## WHAT NEEDS TO BE DONE
Type out each entry exactly as it appears, but keep every image out.

## PROVIDED DATA
=-=-=
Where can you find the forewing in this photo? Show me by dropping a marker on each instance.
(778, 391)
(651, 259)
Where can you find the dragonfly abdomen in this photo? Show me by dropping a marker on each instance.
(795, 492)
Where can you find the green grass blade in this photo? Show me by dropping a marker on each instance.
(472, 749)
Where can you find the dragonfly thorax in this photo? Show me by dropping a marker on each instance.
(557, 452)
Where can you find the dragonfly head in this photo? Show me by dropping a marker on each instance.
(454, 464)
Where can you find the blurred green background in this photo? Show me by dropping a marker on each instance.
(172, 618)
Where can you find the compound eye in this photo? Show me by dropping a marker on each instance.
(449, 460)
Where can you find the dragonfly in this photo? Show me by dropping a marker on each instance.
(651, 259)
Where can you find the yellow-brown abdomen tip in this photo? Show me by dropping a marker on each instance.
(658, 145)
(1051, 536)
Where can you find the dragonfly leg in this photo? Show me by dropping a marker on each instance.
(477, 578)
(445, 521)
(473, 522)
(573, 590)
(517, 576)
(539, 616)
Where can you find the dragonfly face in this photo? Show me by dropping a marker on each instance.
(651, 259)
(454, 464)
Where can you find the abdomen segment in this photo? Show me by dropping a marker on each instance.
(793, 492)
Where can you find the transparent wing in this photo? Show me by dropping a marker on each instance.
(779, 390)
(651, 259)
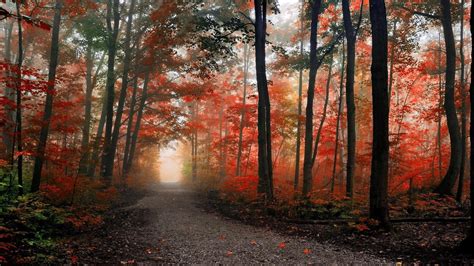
=-=-=
## RESULT OF THE TASK
Where can you find the forewing in this photo? Show me by dropping a marker on each instance.
(778, 391)
(651, 259)
Where can you find the dragonfly abdomen in this photo? Show me by dropping a marker on each instance.
(795, 492)
Where can you find the green grass blade in this photo? Show me by dropping a marker on each instance.
(472, 749)
Where can you find the dragonfly thorax in this photo? Show me by dropping a marker on each instance.
(557, 452)
Where can you find the dragonfly head in this photo? Show me by dropping a marker on each instance.
(454, 464)
Where can you find the blurred green background in this photo? Show me by dropping a marker on each instance.
(172, 618)
Where can you find the compound eye in this photo? Show me by dropping a marker on each instance.
(449, 460)
Where can you find the dragonfly in this photo? Show me by dropping a marker on each instance.
(651, 259)
Where can you find the yellow-brown abdomen tip in this photo? Show me by dropping a marker on each instance.
(658, 145)
(1051, 536)
Where can you find the dragonfly leg in this photo? Show me by dropping a marker on each instance.
(477, 578)
(445, 521)
(473, 522)
(573, 590)
(517, 576)
(539, 616)
Where can you find the dragonfly face in this photo? Show me by dropping a marker on each instance.
(651, 259)
(454, 464)
Where can you find the abdomen segment in this photo? Show me by dropping a marker on each instance.
(793, 492)
Where can you find the transparent wing in this photo? Show me by dropping a marker on each instance.
(779, 390)
(651, 259)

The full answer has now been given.